### [REQUIREMENTS]
Shift every answer coordinate by adding 92 to each of its numbers, and write out again the stretch from the line containing "of the boat" through the end of the items, keeping all the other lines unchanged.

━━━━

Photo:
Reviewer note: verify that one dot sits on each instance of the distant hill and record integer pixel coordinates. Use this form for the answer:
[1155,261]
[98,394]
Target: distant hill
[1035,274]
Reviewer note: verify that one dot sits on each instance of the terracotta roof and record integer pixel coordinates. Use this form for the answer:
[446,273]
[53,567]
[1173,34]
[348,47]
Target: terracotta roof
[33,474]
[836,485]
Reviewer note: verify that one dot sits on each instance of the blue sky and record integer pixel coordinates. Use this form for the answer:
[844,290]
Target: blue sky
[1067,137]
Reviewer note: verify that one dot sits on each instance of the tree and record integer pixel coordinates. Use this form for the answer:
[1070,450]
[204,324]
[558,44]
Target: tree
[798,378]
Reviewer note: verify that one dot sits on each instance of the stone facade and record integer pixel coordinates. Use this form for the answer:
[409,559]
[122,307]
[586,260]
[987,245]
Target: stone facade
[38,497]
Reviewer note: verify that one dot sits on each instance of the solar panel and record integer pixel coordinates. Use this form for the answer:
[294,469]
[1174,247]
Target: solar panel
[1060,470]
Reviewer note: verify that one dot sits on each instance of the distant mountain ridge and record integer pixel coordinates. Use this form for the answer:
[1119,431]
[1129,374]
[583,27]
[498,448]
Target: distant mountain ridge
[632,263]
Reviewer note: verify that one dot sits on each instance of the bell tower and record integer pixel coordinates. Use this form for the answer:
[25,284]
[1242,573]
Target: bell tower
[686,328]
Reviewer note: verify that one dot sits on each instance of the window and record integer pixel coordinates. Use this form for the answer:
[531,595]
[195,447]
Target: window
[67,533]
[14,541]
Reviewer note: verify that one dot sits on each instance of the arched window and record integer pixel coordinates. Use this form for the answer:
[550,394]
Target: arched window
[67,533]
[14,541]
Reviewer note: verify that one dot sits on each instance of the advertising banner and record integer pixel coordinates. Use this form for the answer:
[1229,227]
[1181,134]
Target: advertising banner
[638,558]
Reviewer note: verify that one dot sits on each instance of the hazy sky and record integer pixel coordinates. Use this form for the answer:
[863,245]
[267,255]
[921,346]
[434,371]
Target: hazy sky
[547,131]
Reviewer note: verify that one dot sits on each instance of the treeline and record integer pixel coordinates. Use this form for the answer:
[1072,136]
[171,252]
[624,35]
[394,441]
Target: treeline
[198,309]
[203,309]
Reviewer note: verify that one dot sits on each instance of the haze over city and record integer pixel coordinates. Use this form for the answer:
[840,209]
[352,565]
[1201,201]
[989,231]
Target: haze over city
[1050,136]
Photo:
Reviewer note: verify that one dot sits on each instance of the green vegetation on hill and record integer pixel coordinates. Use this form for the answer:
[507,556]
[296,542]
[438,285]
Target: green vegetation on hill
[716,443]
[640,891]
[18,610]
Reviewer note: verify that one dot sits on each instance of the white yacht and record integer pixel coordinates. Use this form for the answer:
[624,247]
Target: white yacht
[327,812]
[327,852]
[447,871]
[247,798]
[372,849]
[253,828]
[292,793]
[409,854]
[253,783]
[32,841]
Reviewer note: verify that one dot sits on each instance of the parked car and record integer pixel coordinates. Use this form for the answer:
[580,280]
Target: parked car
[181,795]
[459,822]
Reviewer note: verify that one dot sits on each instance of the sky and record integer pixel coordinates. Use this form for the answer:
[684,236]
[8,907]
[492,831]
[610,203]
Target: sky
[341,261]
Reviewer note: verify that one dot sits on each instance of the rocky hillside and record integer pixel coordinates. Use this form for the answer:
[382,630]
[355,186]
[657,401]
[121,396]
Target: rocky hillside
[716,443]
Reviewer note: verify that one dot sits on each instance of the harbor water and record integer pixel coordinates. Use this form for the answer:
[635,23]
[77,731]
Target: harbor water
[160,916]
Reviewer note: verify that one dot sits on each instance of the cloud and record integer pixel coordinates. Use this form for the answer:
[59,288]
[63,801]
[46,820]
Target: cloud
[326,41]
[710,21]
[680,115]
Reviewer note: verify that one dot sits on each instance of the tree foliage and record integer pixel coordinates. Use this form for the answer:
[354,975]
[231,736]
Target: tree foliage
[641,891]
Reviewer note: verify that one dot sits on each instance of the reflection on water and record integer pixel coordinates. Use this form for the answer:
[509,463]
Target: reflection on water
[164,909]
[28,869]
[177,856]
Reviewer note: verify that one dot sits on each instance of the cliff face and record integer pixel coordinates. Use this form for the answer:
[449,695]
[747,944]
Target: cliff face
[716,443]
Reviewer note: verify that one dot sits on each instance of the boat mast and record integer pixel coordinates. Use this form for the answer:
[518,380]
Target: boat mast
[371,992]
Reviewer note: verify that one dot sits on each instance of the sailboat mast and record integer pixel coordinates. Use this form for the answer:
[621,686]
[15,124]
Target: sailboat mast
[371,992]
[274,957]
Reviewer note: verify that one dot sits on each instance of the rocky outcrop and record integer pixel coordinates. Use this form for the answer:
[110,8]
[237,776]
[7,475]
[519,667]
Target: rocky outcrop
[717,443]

━━━━

### [EXERCISE RESULT]
Reviewer note: verify that one dot sits on each instance of the boat mast and record integer pixel coordinates. Use this form for the answer:
[518,380]
Target: boat mast
[463,1084]
Reviewer note: verify that one dot sits on each instance of the sailboat mast and record integer pixel coordinates. Use this form for the answer:
[621,686]
[15,124]
Target: sailboat mast
[463,1084]
[366,1049]
Reviewer note: verify that one dot sits on each instance of the rocky outcrop and record integer pixel coordinates. Use this form for the answer:
[110,8]
[237,776]
[7,475]
[519,667]
Target: rocky outcrop
[809,535]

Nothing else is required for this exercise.